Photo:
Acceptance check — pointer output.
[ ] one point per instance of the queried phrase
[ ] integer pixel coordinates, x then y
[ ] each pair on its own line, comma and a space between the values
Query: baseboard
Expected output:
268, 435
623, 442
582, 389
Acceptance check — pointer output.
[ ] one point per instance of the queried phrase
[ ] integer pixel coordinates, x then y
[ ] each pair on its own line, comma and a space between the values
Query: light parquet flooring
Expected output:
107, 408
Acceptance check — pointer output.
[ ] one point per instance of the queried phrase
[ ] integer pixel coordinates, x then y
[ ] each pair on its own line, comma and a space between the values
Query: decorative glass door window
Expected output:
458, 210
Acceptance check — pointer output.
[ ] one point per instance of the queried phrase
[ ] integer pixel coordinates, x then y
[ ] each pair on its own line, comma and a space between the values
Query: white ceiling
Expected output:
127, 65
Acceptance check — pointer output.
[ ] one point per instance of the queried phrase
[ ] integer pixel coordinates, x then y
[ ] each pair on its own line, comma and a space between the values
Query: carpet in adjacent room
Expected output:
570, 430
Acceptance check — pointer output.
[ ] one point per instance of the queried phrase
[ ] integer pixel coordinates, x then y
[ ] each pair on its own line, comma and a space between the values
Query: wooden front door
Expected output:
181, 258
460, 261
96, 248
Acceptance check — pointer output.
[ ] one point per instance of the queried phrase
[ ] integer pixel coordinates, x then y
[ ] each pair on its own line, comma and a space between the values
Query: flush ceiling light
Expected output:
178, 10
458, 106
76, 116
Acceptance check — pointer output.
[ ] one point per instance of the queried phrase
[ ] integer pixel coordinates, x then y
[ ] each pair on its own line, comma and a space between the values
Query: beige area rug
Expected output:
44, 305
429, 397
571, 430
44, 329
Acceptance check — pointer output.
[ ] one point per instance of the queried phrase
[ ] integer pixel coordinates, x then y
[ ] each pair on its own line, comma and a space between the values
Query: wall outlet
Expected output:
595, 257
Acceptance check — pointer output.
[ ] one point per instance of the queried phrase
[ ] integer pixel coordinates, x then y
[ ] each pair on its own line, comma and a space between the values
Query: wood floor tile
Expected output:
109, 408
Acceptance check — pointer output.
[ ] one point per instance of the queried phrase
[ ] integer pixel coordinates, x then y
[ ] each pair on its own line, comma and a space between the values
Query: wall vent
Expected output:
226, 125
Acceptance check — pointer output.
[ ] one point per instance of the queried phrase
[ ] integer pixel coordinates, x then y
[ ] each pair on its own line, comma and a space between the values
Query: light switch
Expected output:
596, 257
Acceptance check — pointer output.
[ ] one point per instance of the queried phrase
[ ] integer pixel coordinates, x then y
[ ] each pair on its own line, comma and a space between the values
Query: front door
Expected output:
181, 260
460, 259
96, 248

•••

_Written request_
Print the records above exactly as they appear.

_Exercise output_
Photo:
Acceptance check — pointer output.
[ ] one point per instance of the queried phrase
[ ] integer pixel coordinates, x then y
[ ] each pair on its own line, comma and a space between the values
Query: baseboard
Expected output:
268, 435
623, 442
582, 389
Acceptance check — pointer output.
[ ] one point per instance of the queried phrase
[ ] integer pixel coordinates, x then y
[ ] each pair on its own line, comma and a space between the values
Query: light parquet flooring
Expected output:
107, 408
Acceptance check — pointer output.
[ ] one point per instance of the queried phrase
[ ] integer pixel coordinates, x then y
[ ] each pair on its own line, comma and a space between the values
Query: decorative glass door window
Expected output:
458, 210
Acceptance check — pointer output.
[ ] one point per instance of the queried phrase
[ ] integer pixel coordinates, x then y
[ ] each pair on its own line, comma and a space between the values
Query: white ceiling
Expected output:
127, 65
Acceptance check — pointer output.
[ ] one point per instance of the queried phrase
[ ] integer pixel coordinates, x then y
[ ] each pair on its own line, comma and a space between the values
Query: carpet in adjacent room
Expected output:
570, 430
Acceptance check — pointer output.
[ ] one point per instance of the queried phrase
[ ] integer pixel coordinates, x then y
[ ] each pair on its own line, comma and a space between the values
Query: wooden front door
Expected output:
181, 258
460, 261
96, 248
Acceptance check — pointer output.
[ ] one point per instance of the queried phrase
[ ] integer pixel coordinates, x then y
[ ] each pair on its own line, comma and a space between the values
Query: flush ceiling light
Expected output:
178, 10
458, 106
76, 116
Acceptance check — pointer output.
[ ] one point per instance of the queried phrase
[ ] integer pixel coordinates, x then y
[ ] each pair on its own line, comma and a space between the values
Query: beige area rug
Expected output:
44, 305
429, 397
571, 430
44, 329
Acceptance check — pointer output.
[ ] one point per instance of the queried phrase
[ ] integer pixel coordinates, x then y
[ ] each pair on its own line, comma and a space between the values
Query: wall outlet
Expected output:
595, 257
Acceptance check — pointer output.
[ ] one point per instance of the queried phrase
[ ] integer pixel coordinates, x then y
[ ] each pair on its own line, comma and a space between the values
Query: wood floor tile
Expected output:
109, 408
Acceptance check — pointer output.
[ ] one point per instance of the queried phrase
[ ] integer pixel coordinates, x then y
[ ] each pair on its own line, comma and a space between the values
Query: wall vent
Expected output:
226, 125
Acceptance check — pointer output.
[ ] one point per instance of the queried phrase
[ ] integer pixel coordinates, x then y
[ ] each pair on its own line, comma and a space between the values
Query: light switch
Expected output:
596, 257
Acceptance check — pointer output.
[ ] one point per instance of the queried phrase
[ ] integer pixel coordinates, x then y
[ ] each pair on its own line, comma and a space between the values
Query: front door
Expected output:
181, 260
460, 259
96, 248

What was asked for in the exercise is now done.